• [SOURCE EXTRACT]:
##############################

October marks one year to the deadline for corporations incorporated under Part II of the Canada Corporations Act (CCA) to transition to the Canada Not-for-Profit Corporations Act (CNCA). This should come as no surprise; the CNCA came into force in 2011. Yet according to data obtained from Corporations Canada, as of September 1st only 1,663 out of approximately 25,000 corporations have made the corporate changeover. Recognizing that many of these corporations are inactive, that still leaves thousands of corporations to continue by the October 17, 2014 deadline.

Since the CNCA received royal assent in 2009, we have written extensively on its implications for not-for-profits and registered charities. For example, Are You Now or Have You Ever Been a Soliciting Corporation?,[1] Working Around Ban on Ex Officio Directors[2] and Officers Exposed to Liability Under New Federal Law speak to the legal issues brought to bear on the sector. However, unless a corporation actually makes the transition, it will have much more pressing issues to deal with, namely possible dissolution by Corporations Canada. For registered charities, this could lead to revocation, which would result in the corporation having to pay a tax equal to 100 percent of the value of their remaining assets. All this can be avoided by following a few steps.

To make the transition, all CCA corporations need to replace their letters patent, supplementary letters patent (if any) and by-laws with Articles of Continuance and new by-laws that comply with the CNCA. Though it is possible to submit a new by-law after the deadline, our recommendation is to submit the documents all together. The reasoning behind this is that a corporation that continues under the CNCA without a new by-law will be governed by the default rules in the statute until it does, which could lead to much turmoil.

##############################

• [RECORDS SHOWN]:
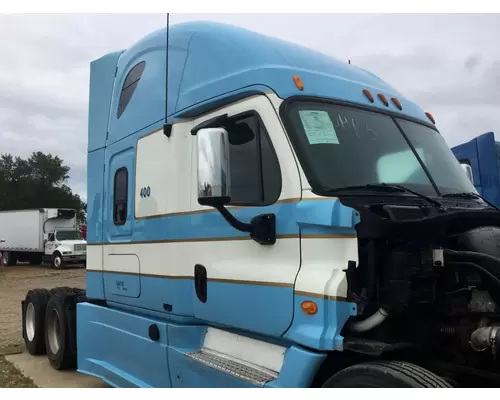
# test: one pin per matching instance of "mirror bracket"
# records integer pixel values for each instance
(262, 228)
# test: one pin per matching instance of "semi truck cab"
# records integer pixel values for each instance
(275, 218)
(65, 246)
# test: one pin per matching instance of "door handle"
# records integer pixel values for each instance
(200, 282)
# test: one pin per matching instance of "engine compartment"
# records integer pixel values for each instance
(429, 281)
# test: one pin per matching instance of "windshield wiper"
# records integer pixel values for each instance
(471, 195)
(385, 187)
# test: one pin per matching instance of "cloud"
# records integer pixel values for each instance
(449, 64)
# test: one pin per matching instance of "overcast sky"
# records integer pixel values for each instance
(448, 64)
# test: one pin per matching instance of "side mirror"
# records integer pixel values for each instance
(214, 175)
(214, 185)
(468, 171)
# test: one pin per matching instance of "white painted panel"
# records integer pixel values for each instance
(236, 260)
(163, 164)
(125, 263)
(253, 351)
(276, 102)
(94, 258)
(323, 262)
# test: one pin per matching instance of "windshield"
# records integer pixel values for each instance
(68, 235)
(345, 146)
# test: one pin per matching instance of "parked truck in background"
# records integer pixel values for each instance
(295, 222)
(41, 235)
(483, 155)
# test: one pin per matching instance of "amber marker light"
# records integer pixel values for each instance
(309, 307)
(431, 118)
(298, 82)
(383, 99)
(368, 95)
(397, 103)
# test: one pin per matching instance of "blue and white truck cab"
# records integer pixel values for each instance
(278, 219)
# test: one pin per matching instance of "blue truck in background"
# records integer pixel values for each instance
(482, 154)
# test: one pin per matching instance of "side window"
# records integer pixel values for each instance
(120, 198)
(255, 170)
(129, 86)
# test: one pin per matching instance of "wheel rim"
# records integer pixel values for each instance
(30, 321)
(54, 332)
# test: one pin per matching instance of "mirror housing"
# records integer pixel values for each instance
(214, 175)
(468, 171)
(214, 182)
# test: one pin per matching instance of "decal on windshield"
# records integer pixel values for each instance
(318, 127)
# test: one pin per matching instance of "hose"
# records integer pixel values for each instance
(477, 267)
(472, 254)
(370, 322)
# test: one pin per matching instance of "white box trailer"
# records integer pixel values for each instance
(37, 235)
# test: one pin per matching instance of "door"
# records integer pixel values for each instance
(50, 244)
(118, 257)
(238, 282)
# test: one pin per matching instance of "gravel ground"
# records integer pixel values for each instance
(15, 283)
(10, 377)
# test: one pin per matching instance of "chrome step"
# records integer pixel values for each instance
(251, 373)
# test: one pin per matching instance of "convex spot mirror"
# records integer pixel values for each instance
(468, 171)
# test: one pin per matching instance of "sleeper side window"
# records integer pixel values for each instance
(129, 86)
(120, 198)
(255, 170)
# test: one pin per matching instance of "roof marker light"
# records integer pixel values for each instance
(383, 99)
(298, 82)
(397, 103)
(368, 95)
(431, 118)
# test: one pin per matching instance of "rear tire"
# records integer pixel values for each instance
(33, 312)
(57, 330)
(386, 374)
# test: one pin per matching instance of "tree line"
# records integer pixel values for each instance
(40, 181)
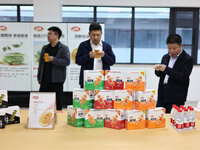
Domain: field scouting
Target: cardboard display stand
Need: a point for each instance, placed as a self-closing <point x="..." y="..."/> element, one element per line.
<point x="42" y="108"/>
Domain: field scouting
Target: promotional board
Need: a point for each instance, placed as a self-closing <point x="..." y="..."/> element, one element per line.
<point x="42" y="108"/>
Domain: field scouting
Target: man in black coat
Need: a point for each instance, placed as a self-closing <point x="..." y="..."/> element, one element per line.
<point x="174" y="72"/>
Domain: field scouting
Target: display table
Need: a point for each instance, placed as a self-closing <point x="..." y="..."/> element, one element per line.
<point x="66" y="137"/>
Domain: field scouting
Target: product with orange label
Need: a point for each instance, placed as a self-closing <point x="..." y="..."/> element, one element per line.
<point x="75" y="116"/>
<point x="135" y="119"/>
<point x="156" y="118"/>
<point x="93" y="79"/>
<point x="114" y="119"/>
<point x="114" y="80"/>
<point x="94" y="118"/>
<point x="150" y="98"/>
<point x="123" y="99"/>
<point x="103" y="99"/>
<point x="140" y="100"/>
<point x="135" y="80"/>
<point x="83" y="99"/>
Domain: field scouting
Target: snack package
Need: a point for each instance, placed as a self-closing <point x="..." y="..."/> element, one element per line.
<point x="140" y="100"/>
<point x="2" y="118"/>
<point x="135" y="119"/>
<point x="123" y="99"/>
<point x="3" y="99"/>
<point x="114" y="119"/>
<point x="135" y="80"/>
<point x="75" y="116"/>
<point x="94" y="118"/>
<point x="13" y="113"/>
<point x="83" y="98"/>
<point x="103" y="99"/>
<point x="156" y="118"/>
<point x="93" y="79"/>
<point x="150" y="96"/>
<point x="114" y="80"/>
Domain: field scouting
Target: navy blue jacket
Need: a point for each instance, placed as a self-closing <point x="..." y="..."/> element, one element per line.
<point x="60" y="61"/>
<point x="83" y="59"/>
<point x="179" y="77"/>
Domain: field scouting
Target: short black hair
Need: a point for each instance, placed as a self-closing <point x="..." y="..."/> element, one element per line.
<point x="95" y="26"/>
<point x="56" y="30"/>
<point x="174" y="38"/>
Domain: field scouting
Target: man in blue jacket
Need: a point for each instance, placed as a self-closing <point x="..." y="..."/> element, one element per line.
<point x="94" y="54"/>
<point x="174" y="72"/>
<point x="52" y="66"/>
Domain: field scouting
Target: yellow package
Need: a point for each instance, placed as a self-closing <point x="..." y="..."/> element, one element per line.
<point x="123" y="99"/>
<point x="156" y="118"/>
<point x="135" y="119"/>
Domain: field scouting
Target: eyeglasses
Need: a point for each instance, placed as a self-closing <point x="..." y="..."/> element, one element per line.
<point x="98" y="35"/>
<point x="49" y="34"/>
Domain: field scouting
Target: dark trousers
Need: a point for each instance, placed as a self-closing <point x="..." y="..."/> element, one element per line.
<point x="54" y="87"/>
<point x="165" y="103"/>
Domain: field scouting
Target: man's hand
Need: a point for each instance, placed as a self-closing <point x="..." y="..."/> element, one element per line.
<point x="101" y="53"/>
<point x="50" y="58"/>
<point x="160" y="67"/>
<point x="92" y="54"/>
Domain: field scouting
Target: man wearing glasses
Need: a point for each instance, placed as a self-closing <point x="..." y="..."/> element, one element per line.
<point x="52" y="65"/>
<point x="94" y="54"/>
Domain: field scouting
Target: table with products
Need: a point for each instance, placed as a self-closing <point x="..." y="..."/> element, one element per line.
<point x="66" y="137"/>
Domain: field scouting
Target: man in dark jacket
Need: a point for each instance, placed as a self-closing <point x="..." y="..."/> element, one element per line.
<point x="52" y="66"/>
<point x="94" y="54"/>
<point x="174" y="72"/>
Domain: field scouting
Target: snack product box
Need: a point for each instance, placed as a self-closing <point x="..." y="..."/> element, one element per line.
<point x="135" y="80"/>
<point x="114" y="80"/>
<point x="13" y="113"/>
<point x="94" y="118"/>
<point x="135" y="119"/>
<point x="103" y="99"/>
<point x="156" y="118"/>
<point x="93" y="79"/>
<point x="83" y="99"/>
<point x="123" y="99"/>
<point x="75" y="116"/>
<point x="3" y="99"/>
<point x="114" y="119"/>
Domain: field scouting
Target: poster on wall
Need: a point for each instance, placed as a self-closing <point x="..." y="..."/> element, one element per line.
<point x="77" y="33"/>
<point x="42" y="108"/>
<point x="39" y="33"/>
<point x="15" y="72"/>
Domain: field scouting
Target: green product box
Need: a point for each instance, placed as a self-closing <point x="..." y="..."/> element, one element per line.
<point x="94" y="118"/>
<point x="75" y="116"/>
<point x="93" y="79"/>
<point x="83" y="99"/>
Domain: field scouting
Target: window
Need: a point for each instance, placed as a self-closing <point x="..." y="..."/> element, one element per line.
<point x="26" y="13"/>
<point x="117" y="22"/>
<point x="151" y="31"/>
<point x="8" y="13"/>
<point x="77" y="14"/>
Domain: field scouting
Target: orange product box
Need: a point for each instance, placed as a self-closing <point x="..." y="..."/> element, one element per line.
<point x="114" y="80"/>
<point x="103" y="99"/>
<point x="123" y="99"/>
<point x="114" y="119"/>
<point x="135" y="80"/>
<point x="140" y="100"/>
<point x="156" y="118"/>
<point x="150" y="95"/>
<point x="135" y="119"/>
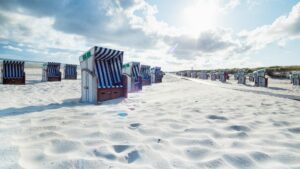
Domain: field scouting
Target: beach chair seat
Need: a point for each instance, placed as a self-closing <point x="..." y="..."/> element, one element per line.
<point x="101" y="75"/>
<point x="132" y="69"/>
<point x="70" y="72"/>
<point x="146" y="75"/>
<point x="260" y="79"/>
<point x="157" y="75"/>
<point x="13" y="72"/>
<point x="51" y="72"/>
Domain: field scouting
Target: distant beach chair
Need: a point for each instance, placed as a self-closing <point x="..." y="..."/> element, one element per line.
<point x="241" y="77"/>
<point x="146" y="75"/>
<point x="203" y="75"/>
<point x="70" y="71"/>
<point x="132" y="70"/>
<point x="101" y="75"/>
<point x="51" y="72"/>
<point x="295" y="78"/>
<point x="188" y="73"/>
<point x="235" y="76"/>
<point x="183" y="73"/>
<point x="156" y="75"/>
<point x="12" y="72"/>
<point x="213" y="75"/>
<point x="251" y="77"/>
<point x="223" y="76"/>
<point x="193" y="74"/>
<point x="260" y="79"/>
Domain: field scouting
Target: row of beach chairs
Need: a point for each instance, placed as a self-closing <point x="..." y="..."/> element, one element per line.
<point x="258" y="77"/>
<point x="105" y="77"/>
<point x="103" y="74"/>
<point x="13" y="72"/>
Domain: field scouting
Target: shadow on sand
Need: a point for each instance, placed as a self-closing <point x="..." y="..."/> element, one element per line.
<point x="38" y="108"/>
<point x="52" y="106"/>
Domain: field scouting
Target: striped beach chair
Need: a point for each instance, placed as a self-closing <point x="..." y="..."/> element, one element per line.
<point x="101" y="75"/>
<point x="222" y="76"/>
<point x="251" y="77"/>
<point x="241" y="77"/>
<point x="295" y="78"/>
<point x="146" y="75"/>
<point x="51" y="72"/>
<point x="260" y="79"/>
<point x="132" y="70"/>
<point x="70" y="71"/>
<point x="203" y="75"/>
<point x="213" y="75"/>
<point x="157" y="75"/>
<point x="193" y="74"/>
<point x="12" y="72"/>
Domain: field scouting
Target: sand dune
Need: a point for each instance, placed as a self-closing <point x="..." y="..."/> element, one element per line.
<point x="180" y="123"/>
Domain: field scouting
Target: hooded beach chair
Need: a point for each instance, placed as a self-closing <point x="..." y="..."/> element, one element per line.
<point x="260" y="79"/>
<point x="51" y="72"/>
<point x="223" y="76"/>
<point x="70" y="71"/>
<point x="101" y="75"/>
<point x="183" y="73"/>
<point x="12" y="72"/>
<point x="188" y="73"/>
<point x="132" y="70"/>
<point x="236" y="76"/>
<point x="295" y="78"/>
<point x="156" y="75"/>
<point x="241" y="77"/>
<point x="213" y="75"/>
<point x="251" y="77"/>
<point x="146" y="74"/>
<point x="193" y="74"/>
<point x="203" y="75"/>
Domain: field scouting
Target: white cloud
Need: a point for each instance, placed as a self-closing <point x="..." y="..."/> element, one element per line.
<point x="13" y="48"/>
<point x="132" y="26"/>
<point x="284" y="28"/>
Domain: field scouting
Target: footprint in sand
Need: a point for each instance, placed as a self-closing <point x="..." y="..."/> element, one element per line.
<point x="107" y="156"/>
<point x="215" y="117"/>
<point x="239" y="128"/>
<point x="134" y="125"/>
<point x="120" y="148"/>
<point x="132" y="156"/>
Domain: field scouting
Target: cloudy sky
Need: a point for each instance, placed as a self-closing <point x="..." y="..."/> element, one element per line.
<point x="174" y="34"/>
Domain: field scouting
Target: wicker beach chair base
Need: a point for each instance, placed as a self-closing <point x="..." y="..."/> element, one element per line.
<point x="14" y="81"/>
<point x="53" y="79"/>
<point x="70" y="77"/>
<point x="146" y="82"/>
<point x="113" y="93"/>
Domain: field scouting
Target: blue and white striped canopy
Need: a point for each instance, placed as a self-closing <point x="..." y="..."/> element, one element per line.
<point x="53" y="69"/>
<point x="13" y="69"/>
<point x="145" y="72"/>
<point x="155" y="70"/>
<point x="135" y="69"/>
<point x="108" y="63"/>
<point x="70" y="70"/>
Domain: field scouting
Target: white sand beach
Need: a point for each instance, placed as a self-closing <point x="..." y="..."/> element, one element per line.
<point x="178" y="124"/>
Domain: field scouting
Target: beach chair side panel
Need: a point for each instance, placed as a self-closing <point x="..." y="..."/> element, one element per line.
<point x="1" y="72"/>
<point x="88" y="82"/>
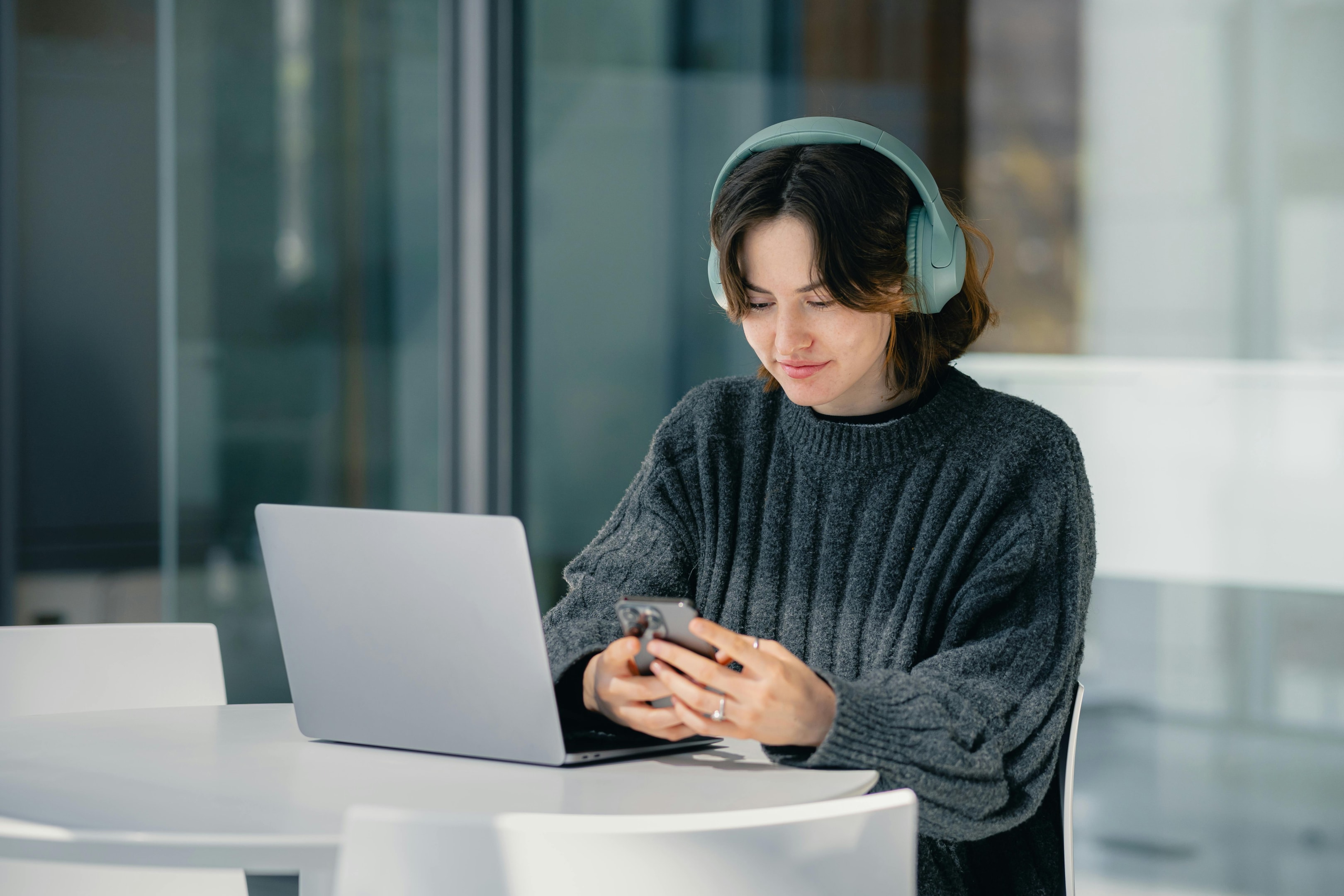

##############################

• [WHAT THIS EXERCISE ASKS]:
(A) Answer these from the CNCA transition passage, one line each:
(i) In what year did the CNCA come into force?
(ii) As of September 1st, how many corporations had made the changeover?
(iii) For a registered charity facing revocation, what tax would be owed?
(B) Using the CNCA transition passage, explain in one to three sentences why it recommends submitting the new by-law together with the other documents.
(C) Write a continuation of the CNCA transition passage, starting right after its final sentence.
None of the data is needed for anything here.

• [WRITTEN ANSWERS]:
(A)
(i) 2011
(ii) 1,663 out of approximately 25,000
(iii) A tax equal to 100 percent of the value of its remaining assets

(B) A corporation that continues under the CNCA without a new by-law is governed by the statute's default rules until it submits one. That could lead to much turmoil, so the passage recommends filing everything together.

(C)
A corporation’s continuance must be approved by special resolution (i.e. two-thirds of the votes cast) at a meeting of the members. This meeting must take place in accordance with the corporation’s CCA by-laws, since those are the rules governing the affairs of the corporation until a Certificate of Continuance is obtained. However, if the corporation has more than one class of members, the special resolution to continue may need to be approved by each class separately, even if those members would not ordinarily have the right to vote. For this reason, it may be advantageous to make amendments to the corporation’s conditions of membership under the CCA in advance of making the transition to the CNCA.

The rules under the CNCA are quite different than the old CCA, so the specifics that need to be set out in the articles and by-laws are also different. We cannot state strongly enough that the transition process is not simply a matter of transposing the provisions of the letters patent into the articles and using the same by-laws. Continuing will take deliberation and time is running out.

Joel Secter, lawyer
Drache Aptowitzer LLP in Ottawa.
He can be reached at


[1] The $10,000 amount is based on the proposed Regulations released on February 26, 2011.

[2] A not-for-profit does not have to include financial statements with the Non-Profit Organization Information Return (Form T1044).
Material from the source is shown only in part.